Prompt →
Write each line exactly as it stands, from the line containing "Mark the wooden" through the end of the data.

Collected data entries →

***

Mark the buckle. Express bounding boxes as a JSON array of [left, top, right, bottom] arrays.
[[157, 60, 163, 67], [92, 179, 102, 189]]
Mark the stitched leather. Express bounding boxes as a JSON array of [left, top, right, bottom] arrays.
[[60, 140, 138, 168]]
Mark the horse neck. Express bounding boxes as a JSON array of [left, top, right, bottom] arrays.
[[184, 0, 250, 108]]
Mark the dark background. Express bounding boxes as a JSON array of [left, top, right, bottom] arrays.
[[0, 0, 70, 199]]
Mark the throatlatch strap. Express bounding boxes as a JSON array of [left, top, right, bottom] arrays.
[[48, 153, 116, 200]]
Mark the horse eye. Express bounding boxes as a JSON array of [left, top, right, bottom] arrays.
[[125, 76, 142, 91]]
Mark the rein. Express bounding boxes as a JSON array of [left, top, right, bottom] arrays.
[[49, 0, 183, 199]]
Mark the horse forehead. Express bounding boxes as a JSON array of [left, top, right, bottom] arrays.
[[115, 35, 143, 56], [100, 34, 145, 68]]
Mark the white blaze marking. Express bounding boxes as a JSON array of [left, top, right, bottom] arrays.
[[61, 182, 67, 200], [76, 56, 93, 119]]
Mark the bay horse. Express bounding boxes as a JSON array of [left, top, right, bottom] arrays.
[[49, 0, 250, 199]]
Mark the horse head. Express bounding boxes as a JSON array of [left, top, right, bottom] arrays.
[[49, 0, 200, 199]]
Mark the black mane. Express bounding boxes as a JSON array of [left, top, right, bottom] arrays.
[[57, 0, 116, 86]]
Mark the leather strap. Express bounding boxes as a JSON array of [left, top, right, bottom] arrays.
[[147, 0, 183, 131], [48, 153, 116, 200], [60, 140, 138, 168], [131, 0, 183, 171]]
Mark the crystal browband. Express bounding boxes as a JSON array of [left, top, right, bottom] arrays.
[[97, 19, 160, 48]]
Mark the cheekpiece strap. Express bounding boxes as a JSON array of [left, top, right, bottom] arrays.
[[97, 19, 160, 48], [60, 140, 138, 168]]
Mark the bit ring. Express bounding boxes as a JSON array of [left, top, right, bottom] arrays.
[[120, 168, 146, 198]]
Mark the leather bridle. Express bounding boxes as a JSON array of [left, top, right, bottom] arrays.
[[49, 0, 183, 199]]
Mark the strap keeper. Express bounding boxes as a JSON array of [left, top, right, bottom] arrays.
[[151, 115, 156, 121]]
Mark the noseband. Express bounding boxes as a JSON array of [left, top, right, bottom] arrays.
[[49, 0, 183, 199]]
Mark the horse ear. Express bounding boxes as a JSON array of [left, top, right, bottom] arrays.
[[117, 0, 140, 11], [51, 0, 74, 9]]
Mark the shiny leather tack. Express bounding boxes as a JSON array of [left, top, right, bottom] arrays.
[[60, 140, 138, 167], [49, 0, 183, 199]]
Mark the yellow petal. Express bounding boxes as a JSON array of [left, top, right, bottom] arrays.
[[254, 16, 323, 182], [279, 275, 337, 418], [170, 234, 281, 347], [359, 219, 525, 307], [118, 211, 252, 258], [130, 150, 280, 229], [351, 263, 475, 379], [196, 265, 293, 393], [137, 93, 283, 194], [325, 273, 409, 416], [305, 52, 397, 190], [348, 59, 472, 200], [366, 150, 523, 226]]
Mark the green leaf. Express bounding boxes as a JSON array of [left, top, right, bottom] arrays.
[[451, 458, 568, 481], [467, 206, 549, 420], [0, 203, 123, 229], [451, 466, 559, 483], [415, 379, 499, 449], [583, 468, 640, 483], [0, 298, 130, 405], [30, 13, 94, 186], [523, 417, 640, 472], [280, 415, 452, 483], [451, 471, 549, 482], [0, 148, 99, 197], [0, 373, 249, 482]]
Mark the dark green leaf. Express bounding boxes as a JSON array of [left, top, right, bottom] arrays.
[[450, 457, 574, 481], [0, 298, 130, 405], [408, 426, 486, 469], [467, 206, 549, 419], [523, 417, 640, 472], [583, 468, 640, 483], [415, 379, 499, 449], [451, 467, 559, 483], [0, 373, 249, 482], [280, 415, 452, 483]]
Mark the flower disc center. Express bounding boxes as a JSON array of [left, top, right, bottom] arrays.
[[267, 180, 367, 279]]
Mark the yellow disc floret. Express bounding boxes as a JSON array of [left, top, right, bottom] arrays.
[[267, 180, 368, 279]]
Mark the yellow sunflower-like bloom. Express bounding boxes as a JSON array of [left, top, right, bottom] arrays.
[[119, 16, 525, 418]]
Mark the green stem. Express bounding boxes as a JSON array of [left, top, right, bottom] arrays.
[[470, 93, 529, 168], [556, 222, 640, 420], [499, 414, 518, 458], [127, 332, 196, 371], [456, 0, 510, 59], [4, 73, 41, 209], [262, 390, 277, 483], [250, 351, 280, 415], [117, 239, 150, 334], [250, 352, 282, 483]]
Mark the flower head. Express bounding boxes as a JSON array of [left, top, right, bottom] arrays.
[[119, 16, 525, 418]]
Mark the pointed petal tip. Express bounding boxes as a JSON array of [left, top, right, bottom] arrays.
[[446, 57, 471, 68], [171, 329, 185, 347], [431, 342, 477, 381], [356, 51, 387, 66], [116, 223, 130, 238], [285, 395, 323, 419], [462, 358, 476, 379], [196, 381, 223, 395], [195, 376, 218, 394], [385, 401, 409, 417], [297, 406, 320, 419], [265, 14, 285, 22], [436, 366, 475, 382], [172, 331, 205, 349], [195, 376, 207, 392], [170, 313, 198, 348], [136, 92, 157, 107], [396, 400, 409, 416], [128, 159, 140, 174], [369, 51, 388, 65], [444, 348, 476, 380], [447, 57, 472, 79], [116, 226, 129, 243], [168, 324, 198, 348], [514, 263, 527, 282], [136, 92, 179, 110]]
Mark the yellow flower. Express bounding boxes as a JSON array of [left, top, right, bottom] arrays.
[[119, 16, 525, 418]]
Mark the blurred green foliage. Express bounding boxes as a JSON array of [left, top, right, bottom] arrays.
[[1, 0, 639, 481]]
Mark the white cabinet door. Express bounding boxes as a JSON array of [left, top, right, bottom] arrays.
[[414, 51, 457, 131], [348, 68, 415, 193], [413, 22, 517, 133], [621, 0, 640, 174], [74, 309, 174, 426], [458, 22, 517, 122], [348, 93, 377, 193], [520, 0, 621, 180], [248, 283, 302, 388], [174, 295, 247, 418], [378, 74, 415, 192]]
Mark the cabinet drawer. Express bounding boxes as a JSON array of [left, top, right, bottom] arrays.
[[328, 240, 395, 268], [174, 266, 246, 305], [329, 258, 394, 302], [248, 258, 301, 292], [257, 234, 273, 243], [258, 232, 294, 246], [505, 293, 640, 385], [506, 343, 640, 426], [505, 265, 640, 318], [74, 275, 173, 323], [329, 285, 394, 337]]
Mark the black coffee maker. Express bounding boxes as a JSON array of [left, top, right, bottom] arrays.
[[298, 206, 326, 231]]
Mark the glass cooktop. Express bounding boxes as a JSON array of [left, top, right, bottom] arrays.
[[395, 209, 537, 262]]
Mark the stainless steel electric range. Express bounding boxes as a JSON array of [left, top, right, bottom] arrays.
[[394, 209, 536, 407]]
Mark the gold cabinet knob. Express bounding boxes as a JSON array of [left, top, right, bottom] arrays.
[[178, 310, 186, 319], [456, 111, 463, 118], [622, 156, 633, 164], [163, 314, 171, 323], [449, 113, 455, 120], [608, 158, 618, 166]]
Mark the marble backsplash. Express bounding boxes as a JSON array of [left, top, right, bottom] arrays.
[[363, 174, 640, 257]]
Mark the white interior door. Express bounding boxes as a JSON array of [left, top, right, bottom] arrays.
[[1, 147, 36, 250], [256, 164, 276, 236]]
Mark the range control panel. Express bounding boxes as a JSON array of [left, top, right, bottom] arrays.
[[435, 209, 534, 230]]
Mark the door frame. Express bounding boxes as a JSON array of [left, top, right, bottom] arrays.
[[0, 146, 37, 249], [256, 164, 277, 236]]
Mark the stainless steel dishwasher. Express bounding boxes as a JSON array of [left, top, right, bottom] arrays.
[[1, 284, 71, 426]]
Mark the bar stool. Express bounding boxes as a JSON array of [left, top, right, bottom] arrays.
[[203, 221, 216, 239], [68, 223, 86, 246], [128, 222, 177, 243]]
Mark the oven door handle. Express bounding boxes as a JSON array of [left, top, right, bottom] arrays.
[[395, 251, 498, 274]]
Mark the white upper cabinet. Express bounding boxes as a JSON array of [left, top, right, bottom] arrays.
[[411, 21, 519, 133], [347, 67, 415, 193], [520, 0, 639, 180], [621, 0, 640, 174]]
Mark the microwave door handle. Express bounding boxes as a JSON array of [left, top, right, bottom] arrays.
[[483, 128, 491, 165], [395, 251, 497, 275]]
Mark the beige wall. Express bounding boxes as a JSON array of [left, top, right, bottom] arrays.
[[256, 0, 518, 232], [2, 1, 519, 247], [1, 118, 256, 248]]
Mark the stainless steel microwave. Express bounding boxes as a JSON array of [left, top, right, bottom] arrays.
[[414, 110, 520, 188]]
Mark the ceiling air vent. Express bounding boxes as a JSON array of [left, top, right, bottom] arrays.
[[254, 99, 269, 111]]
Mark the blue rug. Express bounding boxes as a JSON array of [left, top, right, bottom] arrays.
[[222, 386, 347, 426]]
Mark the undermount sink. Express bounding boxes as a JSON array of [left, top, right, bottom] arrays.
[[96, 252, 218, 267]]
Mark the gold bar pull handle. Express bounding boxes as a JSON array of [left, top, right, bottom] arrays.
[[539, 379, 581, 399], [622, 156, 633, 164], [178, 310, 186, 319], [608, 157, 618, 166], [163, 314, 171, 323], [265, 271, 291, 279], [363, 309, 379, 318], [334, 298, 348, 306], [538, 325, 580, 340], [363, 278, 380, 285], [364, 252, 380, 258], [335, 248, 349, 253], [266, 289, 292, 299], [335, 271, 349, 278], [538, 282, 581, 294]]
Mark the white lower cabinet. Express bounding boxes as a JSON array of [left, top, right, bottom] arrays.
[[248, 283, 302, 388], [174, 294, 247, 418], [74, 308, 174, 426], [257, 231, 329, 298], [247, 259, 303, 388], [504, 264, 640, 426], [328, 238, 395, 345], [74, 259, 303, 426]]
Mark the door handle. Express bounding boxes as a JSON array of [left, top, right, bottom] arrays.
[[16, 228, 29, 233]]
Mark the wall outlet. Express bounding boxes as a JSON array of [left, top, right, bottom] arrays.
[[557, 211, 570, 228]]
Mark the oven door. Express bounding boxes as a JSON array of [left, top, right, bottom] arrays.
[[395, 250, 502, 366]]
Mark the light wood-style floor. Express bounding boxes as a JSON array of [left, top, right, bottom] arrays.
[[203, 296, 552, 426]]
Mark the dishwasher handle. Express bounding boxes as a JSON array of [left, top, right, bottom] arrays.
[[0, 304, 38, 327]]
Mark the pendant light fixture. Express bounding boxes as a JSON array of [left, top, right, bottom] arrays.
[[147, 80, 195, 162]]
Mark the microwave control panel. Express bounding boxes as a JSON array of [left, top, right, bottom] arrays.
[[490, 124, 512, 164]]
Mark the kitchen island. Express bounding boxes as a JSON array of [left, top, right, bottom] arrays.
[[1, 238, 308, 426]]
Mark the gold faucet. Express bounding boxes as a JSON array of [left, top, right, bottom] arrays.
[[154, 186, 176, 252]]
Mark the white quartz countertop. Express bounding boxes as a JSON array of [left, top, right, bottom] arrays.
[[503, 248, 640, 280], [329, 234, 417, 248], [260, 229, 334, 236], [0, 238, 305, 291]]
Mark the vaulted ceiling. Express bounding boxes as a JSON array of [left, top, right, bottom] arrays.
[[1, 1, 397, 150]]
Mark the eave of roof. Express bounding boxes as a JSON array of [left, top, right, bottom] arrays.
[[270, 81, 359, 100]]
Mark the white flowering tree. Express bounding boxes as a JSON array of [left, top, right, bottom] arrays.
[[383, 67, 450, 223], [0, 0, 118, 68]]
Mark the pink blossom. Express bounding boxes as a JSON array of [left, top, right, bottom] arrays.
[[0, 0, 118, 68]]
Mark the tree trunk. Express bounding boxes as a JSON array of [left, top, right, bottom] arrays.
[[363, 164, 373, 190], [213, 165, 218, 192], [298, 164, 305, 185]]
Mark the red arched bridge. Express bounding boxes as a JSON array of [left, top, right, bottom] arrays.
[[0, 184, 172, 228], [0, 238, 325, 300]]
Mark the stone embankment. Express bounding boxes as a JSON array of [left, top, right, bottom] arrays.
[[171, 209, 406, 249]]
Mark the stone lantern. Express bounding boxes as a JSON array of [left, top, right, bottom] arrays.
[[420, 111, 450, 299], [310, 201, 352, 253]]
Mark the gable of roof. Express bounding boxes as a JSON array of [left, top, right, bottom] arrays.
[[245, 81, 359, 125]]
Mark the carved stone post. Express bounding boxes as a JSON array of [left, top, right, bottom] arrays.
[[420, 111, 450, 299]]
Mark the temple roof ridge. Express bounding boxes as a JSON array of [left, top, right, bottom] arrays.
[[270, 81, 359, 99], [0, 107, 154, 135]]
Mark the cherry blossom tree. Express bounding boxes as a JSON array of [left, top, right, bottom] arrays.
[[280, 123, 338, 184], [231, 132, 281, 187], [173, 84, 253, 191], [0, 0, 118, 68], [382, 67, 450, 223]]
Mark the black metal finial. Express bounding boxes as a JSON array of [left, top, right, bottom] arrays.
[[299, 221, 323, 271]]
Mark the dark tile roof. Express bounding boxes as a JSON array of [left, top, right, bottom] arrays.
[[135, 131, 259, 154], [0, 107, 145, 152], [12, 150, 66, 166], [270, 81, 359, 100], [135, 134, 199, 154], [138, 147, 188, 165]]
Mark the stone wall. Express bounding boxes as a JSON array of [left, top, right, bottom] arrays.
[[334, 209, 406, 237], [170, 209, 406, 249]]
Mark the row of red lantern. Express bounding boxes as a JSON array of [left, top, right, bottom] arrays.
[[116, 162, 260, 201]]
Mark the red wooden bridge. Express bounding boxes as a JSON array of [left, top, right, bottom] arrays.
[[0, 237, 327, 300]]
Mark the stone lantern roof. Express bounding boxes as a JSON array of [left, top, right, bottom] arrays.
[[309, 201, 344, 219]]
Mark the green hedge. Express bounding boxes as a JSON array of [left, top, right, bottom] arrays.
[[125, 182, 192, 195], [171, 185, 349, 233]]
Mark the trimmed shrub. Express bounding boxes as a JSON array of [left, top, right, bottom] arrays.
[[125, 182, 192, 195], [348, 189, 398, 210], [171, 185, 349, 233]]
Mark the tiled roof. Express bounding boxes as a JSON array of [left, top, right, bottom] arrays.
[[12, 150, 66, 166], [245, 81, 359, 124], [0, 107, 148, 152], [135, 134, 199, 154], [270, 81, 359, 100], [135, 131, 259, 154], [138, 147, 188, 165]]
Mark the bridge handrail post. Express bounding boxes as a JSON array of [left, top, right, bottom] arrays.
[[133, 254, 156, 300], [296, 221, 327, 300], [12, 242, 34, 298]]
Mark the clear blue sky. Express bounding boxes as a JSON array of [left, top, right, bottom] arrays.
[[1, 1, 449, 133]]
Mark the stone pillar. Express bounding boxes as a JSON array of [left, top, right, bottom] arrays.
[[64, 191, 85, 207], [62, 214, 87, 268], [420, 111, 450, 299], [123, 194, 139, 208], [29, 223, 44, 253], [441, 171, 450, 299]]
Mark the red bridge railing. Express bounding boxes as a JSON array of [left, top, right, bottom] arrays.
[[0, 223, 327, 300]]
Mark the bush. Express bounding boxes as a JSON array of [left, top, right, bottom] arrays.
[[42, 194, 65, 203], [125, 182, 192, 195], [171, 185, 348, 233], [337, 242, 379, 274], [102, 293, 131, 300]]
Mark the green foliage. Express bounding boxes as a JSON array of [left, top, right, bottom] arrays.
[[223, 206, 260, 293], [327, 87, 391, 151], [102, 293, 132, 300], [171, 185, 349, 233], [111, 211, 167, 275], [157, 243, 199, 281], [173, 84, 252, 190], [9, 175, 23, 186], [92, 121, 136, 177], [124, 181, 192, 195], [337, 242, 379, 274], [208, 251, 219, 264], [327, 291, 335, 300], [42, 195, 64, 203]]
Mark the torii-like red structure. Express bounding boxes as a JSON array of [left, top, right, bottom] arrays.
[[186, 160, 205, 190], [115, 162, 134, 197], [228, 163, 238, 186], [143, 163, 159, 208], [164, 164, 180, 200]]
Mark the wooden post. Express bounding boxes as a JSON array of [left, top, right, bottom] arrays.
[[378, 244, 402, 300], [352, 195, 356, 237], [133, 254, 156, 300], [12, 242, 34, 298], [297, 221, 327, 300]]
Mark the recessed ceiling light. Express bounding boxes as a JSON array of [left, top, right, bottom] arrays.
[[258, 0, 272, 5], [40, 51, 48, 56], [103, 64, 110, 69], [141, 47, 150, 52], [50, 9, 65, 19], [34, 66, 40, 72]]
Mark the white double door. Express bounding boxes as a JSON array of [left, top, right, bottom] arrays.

***

Answer to this task →
Mark the wooden post. Express bounding boxes as a JSON array of [left, top, right, bottom] arrays.
[[378, 244, 402, 300], [352, 195, 356, 237], [133, 254, 156, 300], [12, 242, 34, 298], [297, 221, 327, 300]]
Mark the recessed ceiling light. Express bounding boxes as a JSON array of [left, top, right, bottom] arrays.
[[258, 0, 272, 5], [40, 51, 48, 56], [103, 64, 110, 69], [141, 47, 150, 52], [50, 9, 65, 19], [34, 66, 40, 72]]
Mark the white double door. Express bounding boxes as a JSON array of [left, top, right, bottom] arrays.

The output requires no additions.